Brief:
Copy out, word for word, the records from the line that contains "of the concrete" through the last line of the records.
++++
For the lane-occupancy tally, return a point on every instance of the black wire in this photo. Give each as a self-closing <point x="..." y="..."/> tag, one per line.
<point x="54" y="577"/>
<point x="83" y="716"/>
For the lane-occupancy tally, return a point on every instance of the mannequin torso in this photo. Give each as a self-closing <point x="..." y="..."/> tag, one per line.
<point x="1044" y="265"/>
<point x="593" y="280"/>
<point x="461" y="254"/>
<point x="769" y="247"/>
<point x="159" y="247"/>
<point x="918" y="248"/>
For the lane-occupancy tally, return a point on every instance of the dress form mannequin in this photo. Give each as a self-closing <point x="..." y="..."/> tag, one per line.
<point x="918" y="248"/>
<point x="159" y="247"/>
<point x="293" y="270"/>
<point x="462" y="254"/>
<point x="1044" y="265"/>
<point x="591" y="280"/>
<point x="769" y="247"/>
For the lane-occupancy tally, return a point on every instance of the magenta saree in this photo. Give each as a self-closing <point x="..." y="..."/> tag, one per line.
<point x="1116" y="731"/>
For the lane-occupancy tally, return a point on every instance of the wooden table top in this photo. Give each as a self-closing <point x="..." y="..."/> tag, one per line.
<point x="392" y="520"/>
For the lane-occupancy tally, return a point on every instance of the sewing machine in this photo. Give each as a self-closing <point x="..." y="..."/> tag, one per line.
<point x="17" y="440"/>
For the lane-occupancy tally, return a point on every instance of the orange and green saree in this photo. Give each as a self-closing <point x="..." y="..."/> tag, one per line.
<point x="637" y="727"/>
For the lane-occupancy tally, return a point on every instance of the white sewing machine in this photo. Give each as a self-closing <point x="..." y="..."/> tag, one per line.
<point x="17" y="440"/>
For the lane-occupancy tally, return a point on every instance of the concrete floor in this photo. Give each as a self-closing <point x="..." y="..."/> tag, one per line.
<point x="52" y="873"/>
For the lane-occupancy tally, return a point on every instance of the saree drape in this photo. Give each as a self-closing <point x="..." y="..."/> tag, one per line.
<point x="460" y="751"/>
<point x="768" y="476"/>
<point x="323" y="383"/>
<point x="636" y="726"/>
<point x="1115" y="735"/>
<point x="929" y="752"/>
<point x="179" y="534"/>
++++
Result below:
For the lane-occupancy tally, return a point on every instance of the concrete floor in this photo. Give each as a self-closing <point x="..." y="..."/> tag, one per line.
<point x="52" y="873"/>
For the lane-occupancy tally, return a point on every instance of the saree drape in this photo. Give each as a self-closing <point x="..." y="..."/> tag, one per line.
<point x="460" y="751"/>
<point x="768" y="476"/>
<point x="323" y="383"/>
<point x="636" y="726"/>
<point x="1115" y="735"/>
<point x="929" y="752"/>
<point x="179" y="534"/>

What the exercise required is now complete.